Your instructions
Your answer should be one number: how many lines below hold the word "mask".

** Opening Data supplied block **

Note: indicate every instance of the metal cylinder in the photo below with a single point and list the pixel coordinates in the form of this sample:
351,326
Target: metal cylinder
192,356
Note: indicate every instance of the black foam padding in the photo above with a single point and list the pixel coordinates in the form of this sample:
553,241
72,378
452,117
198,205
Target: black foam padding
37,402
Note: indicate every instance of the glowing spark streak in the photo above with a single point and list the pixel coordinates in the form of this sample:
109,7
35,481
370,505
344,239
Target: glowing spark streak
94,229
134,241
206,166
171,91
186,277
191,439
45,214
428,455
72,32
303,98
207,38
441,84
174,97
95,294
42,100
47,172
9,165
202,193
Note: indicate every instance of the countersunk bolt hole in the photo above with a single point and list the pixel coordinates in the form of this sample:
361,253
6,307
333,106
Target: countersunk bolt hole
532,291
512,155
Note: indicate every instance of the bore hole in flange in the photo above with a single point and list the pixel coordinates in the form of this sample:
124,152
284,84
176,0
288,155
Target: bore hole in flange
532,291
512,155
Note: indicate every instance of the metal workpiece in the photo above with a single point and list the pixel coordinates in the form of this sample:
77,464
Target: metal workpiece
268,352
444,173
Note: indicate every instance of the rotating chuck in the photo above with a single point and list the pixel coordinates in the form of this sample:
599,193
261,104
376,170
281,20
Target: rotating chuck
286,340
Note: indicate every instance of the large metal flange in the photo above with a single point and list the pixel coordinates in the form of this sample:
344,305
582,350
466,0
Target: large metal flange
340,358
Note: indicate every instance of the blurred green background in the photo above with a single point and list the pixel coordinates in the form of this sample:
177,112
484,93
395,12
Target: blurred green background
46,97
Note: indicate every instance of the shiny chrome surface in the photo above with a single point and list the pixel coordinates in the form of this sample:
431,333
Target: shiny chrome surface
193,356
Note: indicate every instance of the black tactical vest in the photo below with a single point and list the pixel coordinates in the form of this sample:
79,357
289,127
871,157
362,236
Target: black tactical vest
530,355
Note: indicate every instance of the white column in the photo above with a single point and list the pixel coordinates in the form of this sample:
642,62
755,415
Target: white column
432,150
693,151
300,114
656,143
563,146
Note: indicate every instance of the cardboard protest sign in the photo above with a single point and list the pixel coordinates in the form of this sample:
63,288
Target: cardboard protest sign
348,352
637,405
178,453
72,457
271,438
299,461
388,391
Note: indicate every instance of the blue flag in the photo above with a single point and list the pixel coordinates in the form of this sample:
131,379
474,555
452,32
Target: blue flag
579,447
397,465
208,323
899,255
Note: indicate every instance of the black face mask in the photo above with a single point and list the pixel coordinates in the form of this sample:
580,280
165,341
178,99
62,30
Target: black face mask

** Closing Data supplied block **

Result of this exercise
2